■ Exercise brief: Quote the entries below word for word, from the line containing "the black sandal" through the last line of the entries, including both of those lines.

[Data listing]
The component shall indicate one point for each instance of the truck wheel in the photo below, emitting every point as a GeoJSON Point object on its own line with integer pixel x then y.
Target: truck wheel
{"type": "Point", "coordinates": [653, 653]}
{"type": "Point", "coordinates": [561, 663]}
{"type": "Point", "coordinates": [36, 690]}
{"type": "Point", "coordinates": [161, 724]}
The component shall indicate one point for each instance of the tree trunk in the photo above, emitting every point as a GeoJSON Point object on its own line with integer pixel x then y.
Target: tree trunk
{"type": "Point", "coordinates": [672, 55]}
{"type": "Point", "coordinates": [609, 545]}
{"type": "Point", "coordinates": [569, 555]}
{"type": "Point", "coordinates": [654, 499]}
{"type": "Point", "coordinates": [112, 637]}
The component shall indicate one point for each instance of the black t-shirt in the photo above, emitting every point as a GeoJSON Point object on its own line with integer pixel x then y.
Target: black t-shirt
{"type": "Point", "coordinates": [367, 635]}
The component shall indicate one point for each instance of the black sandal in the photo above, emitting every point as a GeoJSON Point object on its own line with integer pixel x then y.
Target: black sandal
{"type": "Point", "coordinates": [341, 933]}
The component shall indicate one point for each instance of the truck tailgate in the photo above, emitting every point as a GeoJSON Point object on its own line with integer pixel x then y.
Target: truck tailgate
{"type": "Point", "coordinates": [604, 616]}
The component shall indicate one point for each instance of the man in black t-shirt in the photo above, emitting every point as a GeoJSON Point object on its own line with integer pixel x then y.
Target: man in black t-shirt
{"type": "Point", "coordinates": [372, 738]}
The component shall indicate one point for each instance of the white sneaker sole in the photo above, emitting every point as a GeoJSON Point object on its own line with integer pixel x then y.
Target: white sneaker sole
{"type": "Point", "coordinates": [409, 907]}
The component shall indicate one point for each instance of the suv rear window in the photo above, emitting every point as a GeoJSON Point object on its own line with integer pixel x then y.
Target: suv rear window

■ The reply:
The component shall indicate one point for each instance of the black sandal in the photo above, emitting every point as a GeoJSON Point object on its own line with integer pixel x then y.
Target: black sandal
{"type": "Point", "coordinates": [341, 933]}
The component shall indicate one point for each instance of the truck tailgate in the photo above, emitting every point as a GeoJSON Point object on its own line with integer pixel x then y.
Target: truck tailgate
{"type": "Point", "coordinates": [604, 616]}
The component shall indicate one point for each instance of the man in black t-shirt in the photo above, emitting every point as a GeoJSON Point object on its own line with integer pixel x then y.
Target: man in black t-shirt
{"type": "Point", "coordinates": [372, 738]}
The component shall indicate one point for each instance of the white sneaker sole in the photo above, emitting every point as a GeoJSON Point object on its own line with integer pixel x then y.
Target: white sneaker sole
{"type": "Point", "coordinates": [409, 907]}
The component shall indicate one point for each instance of the suv rear window in the photo above, emitting every point as a GeoJSON Point object on its own line with integer pixel x then y.
Target: suv rear window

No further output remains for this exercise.